HOW TO COMPLETE THIS TASK:
What is the number of lines in the entries that include the word "every"? Respond with the number only.

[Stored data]
•••••
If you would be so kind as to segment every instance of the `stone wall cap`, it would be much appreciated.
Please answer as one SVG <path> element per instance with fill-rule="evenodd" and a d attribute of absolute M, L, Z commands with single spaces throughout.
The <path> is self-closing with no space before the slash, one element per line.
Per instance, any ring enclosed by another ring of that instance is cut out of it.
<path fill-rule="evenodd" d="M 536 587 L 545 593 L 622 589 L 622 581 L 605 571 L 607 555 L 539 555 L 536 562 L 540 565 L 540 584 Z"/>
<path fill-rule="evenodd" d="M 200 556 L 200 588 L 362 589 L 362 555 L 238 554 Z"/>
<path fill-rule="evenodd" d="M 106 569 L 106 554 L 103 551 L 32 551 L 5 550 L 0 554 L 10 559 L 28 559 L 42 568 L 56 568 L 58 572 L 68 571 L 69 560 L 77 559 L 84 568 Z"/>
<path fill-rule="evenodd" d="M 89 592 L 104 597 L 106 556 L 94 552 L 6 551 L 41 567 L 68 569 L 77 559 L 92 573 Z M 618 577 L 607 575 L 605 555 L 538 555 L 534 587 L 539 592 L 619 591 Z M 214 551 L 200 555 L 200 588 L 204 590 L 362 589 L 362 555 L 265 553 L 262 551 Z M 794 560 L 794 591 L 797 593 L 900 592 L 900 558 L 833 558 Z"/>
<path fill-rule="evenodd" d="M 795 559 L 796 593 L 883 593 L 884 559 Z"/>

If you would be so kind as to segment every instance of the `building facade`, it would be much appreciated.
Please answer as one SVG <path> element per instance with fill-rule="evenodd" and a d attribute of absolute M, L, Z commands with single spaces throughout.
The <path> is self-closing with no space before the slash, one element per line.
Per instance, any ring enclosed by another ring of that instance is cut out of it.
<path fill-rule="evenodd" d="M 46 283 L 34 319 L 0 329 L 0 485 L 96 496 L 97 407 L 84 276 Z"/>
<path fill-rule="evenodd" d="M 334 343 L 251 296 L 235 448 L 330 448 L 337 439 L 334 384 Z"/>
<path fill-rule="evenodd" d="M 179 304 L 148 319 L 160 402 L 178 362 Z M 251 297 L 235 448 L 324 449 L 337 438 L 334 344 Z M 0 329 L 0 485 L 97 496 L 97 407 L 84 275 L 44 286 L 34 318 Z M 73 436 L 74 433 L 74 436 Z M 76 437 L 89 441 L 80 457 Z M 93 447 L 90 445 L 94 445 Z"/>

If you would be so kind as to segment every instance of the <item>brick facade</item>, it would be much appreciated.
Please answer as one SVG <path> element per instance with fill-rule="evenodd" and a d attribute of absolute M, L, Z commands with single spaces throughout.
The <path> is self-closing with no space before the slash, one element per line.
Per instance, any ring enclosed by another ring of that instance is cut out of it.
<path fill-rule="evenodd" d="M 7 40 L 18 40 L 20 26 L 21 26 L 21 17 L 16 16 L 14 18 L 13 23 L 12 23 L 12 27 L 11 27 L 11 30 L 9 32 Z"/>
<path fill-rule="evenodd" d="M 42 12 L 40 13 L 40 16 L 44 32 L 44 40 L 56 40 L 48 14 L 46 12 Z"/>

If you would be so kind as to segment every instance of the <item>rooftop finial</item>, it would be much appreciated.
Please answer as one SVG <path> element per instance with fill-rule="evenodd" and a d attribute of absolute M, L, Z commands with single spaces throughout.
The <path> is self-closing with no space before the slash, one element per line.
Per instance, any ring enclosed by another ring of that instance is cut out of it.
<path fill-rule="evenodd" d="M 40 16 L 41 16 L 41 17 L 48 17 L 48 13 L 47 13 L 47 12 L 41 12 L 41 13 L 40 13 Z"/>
•••••
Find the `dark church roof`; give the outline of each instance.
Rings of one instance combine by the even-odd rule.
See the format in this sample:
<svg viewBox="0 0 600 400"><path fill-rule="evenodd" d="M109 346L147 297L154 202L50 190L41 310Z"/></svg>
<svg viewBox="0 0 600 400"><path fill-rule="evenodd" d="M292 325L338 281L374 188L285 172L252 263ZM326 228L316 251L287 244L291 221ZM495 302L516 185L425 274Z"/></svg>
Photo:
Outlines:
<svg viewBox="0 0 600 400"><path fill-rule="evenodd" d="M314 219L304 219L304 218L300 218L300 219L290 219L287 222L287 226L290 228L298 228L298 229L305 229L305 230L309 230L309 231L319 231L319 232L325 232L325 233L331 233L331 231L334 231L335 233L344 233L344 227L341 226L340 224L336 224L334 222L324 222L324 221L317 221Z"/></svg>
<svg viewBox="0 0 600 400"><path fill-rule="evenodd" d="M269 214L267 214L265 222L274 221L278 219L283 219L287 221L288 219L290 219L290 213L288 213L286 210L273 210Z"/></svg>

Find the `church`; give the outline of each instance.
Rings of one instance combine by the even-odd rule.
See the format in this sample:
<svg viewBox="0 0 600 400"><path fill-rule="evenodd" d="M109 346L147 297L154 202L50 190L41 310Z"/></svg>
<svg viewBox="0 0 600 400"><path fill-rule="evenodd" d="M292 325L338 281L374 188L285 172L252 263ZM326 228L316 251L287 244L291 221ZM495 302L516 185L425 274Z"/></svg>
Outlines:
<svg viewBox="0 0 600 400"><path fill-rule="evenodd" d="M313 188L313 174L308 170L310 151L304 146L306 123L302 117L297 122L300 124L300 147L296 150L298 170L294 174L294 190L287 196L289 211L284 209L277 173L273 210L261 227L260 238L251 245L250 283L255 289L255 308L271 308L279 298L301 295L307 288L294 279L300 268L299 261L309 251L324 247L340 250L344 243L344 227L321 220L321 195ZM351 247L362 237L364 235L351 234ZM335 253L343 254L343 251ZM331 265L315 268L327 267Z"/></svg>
•••••
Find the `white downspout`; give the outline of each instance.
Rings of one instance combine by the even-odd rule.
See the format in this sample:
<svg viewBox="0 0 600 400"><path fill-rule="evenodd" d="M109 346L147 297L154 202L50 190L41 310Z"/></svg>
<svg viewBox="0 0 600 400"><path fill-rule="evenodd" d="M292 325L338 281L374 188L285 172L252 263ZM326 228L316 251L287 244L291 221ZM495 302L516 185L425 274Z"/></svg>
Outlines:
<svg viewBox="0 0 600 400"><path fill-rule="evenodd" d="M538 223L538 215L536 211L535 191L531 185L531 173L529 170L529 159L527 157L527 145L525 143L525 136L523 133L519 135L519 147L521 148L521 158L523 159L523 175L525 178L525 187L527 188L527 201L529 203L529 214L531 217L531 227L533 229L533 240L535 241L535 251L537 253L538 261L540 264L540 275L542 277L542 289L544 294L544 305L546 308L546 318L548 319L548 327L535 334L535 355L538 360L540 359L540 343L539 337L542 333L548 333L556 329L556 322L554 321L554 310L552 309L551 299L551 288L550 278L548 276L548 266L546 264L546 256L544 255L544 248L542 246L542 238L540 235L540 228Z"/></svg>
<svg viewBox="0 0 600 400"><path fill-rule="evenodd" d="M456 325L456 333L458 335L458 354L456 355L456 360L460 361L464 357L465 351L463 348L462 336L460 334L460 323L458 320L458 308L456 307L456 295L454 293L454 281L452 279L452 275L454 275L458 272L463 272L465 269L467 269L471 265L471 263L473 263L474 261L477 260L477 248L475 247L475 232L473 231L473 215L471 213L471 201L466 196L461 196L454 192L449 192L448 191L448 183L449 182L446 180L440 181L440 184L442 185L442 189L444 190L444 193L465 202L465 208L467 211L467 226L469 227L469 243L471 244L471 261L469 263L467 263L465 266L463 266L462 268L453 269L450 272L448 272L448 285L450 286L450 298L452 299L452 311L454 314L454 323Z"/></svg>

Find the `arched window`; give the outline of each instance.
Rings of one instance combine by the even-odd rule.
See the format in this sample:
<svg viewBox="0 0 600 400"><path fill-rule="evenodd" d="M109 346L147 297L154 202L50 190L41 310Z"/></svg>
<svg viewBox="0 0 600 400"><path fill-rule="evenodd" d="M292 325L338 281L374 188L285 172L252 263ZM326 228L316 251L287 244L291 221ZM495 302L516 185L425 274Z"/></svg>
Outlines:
•••••
RESPONSE AREA:
4